[[ READING PASSAGE open ]]

I’ve Seen My Neighbors’ True Colors, and They Frighten Me
The Trump supporters in my life didn’t set out to have political discussions. They came with the intention to wound. Some even stopped speaking with my parents for supporting me. Opening up my inbox was a game of guessing who I was now on the outs with, but it also began to feel as though those messages were some sort of welcomed redemption for my part in helping the Republican Party before.
I don’t say all of this for pity. The fear of this kind of shaming held me hostage to certain views growing up, but now I have thick skin and I can see these manipulation tactics for what they are. I know so many individuals who faced a similar type of expulsion or distancing from their families and friends for walking away from the GOP. Thankfully many of us have found solace in one another.
Now we find ourselves in another election year, with another choice to make. I’m horrified on a daily basis by our president’s actions. I’ve learned to accept the position of “local outlier,” especially at work where the usually playful political commentary often turns into full-on debates. His hold on my area in Northern Wisconsin is as evident as the Trump flag in the yard to my right and the “Back the Blue” sign in the yard to my left. Also evident is the irrational fear of all that is different, including people. Racist remarks are now so frequent that my looks of disgust have become the social oddity, and my rebuttals are left unseconded. If I could compliment the president on anything, it would be in his ability to drive people to reveal their true character.
After years of watching cruelty win the day, I’m exhausted. I know I’m far from alone.
Trump has brought out a level of depravity in this country that stems beyond mere political disagreement. He’s dehumanized minorities, belittled women and celebrated barbarism. Droves of people now refuse to wear masks because caring for your neighbor is unfashionable in the patriot’s world, while conspiracy theories and a selective dedication to rights flourish.

[[ READING PASSAGE closed ]]

Edit the passage of the essay on Trump-supporting neighbors from "I don’t say" to "in one another.", writing it out again with "solace" changed to "comfort".

[[ DATA LISTING open ]]

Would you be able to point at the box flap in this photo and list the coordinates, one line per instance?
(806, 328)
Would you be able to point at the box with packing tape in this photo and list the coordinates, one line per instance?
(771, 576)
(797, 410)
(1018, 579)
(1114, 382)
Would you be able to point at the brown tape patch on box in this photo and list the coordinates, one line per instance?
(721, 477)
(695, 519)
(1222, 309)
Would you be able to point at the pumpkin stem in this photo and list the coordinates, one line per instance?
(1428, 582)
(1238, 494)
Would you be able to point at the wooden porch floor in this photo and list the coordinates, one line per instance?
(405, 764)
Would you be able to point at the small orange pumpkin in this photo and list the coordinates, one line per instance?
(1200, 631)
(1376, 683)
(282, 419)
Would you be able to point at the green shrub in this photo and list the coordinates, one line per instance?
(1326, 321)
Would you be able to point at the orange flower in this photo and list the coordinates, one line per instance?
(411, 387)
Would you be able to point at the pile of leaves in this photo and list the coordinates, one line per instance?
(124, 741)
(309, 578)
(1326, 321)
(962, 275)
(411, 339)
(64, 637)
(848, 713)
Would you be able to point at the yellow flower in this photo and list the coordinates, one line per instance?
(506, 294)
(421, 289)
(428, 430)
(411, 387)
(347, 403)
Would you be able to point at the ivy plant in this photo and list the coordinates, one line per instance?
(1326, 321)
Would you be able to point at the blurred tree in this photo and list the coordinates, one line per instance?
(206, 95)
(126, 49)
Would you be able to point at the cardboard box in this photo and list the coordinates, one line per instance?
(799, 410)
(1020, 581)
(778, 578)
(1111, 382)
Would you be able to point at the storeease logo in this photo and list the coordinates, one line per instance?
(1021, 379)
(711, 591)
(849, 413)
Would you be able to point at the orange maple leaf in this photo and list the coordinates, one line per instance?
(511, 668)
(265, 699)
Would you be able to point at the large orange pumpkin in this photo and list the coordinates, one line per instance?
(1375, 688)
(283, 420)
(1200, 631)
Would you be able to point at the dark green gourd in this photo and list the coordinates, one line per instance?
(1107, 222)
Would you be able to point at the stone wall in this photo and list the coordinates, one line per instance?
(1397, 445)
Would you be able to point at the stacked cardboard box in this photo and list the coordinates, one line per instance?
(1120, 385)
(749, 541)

[[ DATA LISTING closed ]]

§ **OUTPUT OF THE TASK**:
I don’t say all of this for pity. The fear of this kind of shaming held me hostage to certain views growing up, but now I have thick skin and I can see these manipulation tactics for what they are. I know so many individuals who faced a similar type of expulsion or distancing from their families and friends for walking away from the GOP. Thankfully many of us have found comfort in one another.